# JOB:
Rescale everything from the line containing "segment --target=bird's claw" down to the end of the data, reproducing the requests unchanged. Multiply every coordinate in the answers by 1.5 and round each result to a whole number, with halves rounded up.

Collection entries
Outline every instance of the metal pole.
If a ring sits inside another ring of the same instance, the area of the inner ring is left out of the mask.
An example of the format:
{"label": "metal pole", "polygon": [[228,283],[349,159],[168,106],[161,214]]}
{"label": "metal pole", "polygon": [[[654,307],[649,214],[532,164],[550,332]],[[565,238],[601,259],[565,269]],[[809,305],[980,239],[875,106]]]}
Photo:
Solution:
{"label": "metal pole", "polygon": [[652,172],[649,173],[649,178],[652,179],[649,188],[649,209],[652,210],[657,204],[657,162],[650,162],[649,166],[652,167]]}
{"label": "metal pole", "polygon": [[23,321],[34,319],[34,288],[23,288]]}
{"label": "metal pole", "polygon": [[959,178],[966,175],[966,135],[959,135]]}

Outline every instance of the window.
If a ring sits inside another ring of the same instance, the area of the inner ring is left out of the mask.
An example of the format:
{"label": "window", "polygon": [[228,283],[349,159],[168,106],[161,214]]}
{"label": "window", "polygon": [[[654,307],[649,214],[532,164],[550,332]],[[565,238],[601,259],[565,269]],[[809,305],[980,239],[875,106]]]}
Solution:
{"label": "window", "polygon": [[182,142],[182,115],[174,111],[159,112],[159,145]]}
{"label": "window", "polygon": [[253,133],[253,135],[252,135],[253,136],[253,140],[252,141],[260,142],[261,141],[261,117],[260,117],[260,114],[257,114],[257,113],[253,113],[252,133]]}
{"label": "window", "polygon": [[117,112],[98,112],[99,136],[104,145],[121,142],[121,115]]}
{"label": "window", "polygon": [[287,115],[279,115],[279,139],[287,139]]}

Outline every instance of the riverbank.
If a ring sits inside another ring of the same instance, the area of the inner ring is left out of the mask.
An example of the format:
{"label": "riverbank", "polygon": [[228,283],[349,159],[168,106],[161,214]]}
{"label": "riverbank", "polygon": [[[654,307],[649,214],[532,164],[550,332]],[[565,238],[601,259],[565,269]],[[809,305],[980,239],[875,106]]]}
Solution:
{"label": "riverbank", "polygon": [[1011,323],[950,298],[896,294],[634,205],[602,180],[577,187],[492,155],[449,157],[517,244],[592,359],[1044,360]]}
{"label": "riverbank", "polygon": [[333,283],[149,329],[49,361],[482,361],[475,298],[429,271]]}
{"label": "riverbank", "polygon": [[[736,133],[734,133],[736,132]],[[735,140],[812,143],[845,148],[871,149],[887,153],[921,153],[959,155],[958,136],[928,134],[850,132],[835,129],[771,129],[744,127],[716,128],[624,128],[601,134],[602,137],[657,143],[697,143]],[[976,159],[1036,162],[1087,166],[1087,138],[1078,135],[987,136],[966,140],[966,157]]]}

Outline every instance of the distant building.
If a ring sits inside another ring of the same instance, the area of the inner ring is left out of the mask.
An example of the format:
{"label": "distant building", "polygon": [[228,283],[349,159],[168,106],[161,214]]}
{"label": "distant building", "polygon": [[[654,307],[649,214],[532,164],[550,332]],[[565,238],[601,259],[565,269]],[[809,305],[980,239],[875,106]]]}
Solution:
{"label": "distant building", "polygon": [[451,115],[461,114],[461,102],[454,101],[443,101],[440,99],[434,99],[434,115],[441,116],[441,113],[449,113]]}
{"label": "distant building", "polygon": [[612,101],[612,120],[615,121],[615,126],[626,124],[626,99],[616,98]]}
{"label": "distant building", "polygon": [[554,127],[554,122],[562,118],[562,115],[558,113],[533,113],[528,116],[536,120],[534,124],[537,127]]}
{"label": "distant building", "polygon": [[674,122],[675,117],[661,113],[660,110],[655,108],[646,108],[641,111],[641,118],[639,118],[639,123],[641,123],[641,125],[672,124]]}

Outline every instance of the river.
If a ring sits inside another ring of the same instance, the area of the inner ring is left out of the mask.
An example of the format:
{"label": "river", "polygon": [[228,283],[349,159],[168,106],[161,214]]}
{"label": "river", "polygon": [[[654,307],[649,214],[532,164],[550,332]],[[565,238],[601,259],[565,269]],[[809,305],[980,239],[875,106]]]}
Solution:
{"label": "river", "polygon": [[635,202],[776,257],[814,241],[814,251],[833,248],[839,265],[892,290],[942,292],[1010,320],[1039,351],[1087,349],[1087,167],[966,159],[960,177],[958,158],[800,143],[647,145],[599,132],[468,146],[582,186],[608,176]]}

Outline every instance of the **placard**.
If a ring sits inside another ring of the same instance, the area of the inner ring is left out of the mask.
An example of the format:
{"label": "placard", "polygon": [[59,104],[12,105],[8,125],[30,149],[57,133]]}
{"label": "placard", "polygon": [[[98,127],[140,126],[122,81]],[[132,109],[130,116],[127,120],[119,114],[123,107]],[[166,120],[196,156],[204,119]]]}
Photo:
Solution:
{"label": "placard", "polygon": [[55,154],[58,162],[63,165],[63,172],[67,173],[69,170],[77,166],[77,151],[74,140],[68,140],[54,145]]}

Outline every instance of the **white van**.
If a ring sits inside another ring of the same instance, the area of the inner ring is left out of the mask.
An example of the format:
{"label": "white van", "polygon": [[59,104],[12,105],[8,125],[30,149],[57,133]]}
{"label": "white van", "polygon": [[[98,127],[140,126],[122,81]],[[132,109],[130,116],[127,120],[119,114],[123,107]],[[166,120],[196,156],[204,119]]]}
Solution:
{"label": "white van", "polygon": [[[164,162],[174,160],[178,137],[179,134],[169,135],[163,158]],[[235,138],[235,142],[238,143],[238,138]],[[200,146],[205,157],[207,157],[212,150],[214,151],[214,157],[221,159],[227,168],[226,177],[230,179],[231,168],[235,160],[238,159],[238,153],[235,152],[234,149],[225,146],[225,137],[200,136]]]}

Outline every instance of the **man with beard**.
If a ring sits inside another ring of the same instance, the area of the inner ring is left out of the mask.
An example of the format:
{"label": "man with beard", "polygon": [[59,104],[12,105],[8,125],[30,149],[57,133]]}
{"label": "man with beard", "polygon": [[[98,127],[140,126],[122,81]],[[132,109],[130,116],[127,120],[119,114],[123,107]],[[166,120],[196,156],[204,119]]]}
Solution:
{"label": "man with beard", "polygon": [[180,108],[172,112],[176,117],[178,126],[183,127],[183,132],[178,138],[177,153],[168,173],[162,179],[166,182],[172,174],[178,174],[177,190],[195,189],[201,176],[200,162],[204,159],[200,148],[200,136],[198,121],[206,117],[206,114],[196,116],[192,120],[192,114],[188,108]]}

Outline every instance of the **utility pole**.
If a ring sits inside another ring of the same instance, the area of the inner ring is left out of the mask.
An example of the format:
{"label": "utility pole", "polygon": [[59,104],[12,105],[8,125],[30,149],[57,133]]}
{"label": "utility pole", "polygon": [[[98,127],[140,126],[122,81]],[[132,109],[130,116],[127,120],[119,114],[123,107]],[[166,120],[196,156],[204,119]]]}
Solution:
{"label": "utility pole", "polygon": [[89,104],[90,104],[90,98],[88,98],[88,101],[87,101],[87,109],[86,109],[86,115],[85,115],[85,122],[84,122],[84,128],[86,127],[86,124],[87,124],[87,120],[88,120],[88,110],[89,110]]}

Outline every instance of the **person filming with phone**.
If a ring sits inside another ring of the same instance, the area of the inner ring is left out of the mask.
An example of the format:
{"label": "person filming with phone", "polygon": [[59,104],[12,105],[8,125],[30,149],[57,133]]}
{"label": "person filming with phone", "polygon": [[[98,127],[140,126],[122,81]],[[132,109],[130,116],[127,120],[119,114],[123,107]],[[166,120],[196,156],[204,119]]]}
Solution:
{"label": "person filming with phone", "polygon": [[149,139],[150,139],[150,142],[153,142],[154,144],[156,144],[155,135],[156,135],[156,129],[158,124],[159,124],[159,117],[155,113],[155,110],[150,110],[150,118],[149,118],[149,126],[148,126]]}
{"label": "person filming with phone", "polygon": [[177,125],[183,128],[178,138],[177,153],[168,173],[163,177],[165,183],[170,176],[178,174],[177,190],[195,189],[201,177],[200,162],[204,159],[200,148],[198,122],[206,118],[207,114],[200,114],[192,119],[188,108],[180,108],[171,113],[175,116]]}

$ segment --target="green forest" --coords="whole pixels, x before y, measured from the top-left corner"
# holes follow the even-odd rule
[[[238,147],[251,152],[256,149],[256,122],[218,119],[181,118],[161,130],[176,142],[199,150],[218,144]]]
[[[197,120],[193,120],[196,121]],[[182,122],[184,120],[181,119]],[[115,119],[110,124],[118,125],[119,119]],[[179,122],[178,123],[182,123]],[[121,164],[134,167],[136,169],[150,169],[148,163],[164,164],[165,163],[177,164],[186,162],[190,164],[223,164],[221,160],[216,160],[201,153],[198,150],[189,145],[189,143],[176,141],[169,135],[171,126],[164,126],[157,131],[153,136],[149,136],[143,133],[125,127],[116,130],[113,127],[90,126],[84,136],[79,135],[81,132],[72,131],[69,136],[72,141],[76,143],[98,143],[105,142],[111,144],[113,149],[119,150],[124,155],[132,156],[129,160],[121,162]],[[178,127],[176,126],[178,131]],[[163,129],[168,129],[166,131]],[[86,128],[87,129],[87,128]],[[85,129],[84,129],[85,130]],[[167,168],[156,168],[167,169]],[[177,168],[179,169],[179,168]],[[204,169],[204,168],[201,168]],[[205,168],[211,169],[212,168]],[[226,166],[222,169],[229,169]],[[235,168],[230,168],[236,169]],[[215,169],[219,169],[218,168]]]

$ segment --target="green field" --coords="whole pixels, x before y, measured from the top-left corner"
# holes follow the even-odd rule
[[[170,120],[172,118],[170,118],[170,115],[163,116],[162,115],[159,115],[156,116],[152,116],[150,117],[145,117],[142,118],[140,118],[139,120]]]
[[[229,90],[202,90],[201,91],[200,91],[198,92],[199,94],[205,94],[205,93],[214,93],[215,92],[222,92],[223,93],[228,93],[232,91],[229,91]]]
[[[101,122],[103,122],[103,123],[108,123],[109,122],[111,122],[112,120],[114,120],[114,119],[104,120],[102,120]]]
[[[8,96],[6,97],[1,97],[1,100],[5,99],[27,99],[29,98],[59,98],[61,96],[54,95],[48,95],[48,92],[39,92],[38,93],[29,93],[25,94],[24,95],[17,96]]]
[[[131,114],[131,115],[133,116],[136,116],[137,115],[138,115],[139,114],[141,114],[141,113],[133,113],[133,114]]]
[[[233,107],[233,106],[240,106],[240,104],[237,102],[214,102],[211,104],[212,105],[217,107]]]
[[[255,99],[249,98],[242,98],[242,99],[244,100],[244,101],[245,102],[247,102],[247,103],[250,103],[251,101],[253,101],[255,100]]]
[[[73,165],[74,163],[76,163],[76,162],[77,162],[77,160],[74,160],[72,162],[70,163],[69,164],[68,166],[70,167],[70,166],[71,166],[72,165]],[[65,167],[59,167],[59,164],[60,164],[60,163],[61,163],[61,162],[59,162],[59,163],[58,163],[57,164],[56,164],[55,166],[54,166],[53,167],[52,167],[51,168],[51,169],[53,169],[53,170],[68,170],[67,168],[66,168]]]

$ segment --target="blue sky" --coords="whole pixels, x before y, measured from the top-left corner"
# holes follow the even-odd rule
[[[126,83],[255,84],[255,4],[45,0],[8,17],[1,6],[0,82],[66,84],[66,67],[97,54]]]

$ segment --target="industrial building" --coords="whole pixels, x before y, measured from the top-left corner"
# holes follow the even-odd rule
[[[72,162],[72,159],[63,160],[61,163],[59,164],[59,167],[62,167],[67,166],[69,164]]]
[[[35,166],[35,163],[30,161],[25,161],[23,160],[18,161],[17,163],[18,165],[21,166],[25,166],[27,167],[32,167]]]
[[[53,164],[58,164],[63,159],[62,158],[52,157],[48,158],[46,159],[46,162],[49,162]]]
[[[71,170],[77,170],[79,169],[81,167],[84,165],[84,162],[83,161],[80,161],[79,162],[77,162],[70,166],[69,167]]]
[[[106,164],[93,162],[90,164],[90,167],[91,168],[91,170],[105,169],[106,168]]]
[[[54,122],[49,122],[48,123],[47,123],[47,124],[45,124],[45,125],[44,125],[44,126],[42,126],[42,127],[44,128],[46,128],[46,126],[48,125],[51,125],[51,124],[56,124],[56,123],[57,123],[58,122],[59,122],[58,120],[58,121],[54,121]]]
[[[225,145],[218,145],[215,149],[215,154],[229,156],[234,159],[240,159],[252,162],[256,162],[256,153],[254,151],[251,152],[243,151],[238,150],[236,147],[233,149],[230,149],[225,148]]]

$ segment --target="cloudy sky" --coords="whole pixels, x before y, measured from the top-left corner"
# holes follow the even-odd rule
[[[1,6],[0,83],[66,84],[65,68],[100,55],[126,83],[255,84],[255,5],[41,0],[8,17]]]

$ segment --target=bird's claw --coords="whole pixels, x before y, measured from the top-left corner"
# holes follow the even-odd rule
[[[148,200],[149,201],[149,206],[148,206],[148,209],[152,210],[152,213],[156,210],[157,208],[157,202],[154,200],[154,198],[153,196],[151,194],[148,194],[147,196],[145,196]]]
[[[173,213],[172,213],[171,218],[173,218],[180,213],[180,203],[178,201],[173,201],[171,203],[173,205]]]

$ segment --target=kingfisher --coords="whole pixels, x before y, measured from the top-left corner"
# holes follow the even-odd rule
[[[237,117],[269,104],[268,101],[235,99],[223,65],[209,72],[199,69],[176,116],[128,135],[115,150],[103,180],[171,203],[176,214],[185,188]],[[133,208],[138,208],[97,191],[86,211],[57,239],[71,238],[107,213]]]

# RESULT:
$ segment --target=bird's claw --coords="whole pixels, x before y, measured from the top-left corner"
# holes follow the even-odd rule
[[[222,300],[224,302],[224,309],[222,309],[222,314],[228,315],[228,320],[234,315],[236,312],[236,303],[231,300],[231,297],[230,294],[227,291],[222,291],[221,294],[218,294]]]
[[[260,320],[258,320],[257,327],[260,327],[270,320],[270,305],[267,302],[260,302],[257,305],[260,308]]]

$ segment --target=kingfisher --coords="whole pixels, x before y, measured from the top-left corner"
# holes follow the even-odd rule
[[[356,176],[404,156],[402,152],[353,149],[335,98],[314,108],[299,104],[264,174],[192,203],[173,225],[155,270],[257,305],[264,321],[278,282]],[[200,312],[207,312],[146,287],[129,317],[86,359],[107,357],[161,320]]]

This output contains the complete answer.